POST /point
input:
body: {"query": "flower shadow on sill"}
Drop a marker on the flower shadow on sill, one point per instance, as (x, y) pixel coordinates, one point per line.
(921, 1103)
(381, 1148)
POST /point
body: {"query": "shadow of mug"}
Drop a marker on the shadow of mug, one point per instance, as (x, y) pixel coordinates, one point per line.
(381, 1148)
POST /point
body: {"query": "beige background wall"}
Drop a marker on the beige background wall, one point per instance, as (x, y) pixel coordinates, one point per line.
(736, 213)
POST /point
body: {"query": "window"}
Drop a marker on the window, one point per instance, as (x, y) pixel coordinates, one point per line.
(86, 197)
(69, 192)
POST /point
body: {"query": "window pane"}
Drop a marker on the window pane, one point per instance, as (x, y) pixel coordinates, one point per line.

..............................

• [Work instructions]: Output every entry again, exactly as given.

• [Written answer]:
POST /point
input:
body: {"query": "flower shadow on sill"}
Drop a marker on the flower shadow on sill, one point per instance, as (x, y) pixel coordinates, one point per line.
(921, 1103)
(381, 1148)
POST /point
body: {"query": "shadow of mug"}
Drop a marker on the shadow of mug, one point per instance, as (x, y) pixel coordinates, one point per line.
(381, 1148)
POST /point
body: {"query": "beige background wall"}
Drop a marker on the beige background wall, one point per instance, as (x, y) pixel coordinates, one point per line.
(736, 213)
POST /point
body: {"query": "window"}
Drop a marker on the window, one point per instance, as (x, y) pixel coordinates, one point per line.
(86, 197)
(69, 192)
POST /point
body: {"query": "window pane"}
Drop a marker on the window pane, one point per instance, as (x, y) pixel coordinates, one point per line.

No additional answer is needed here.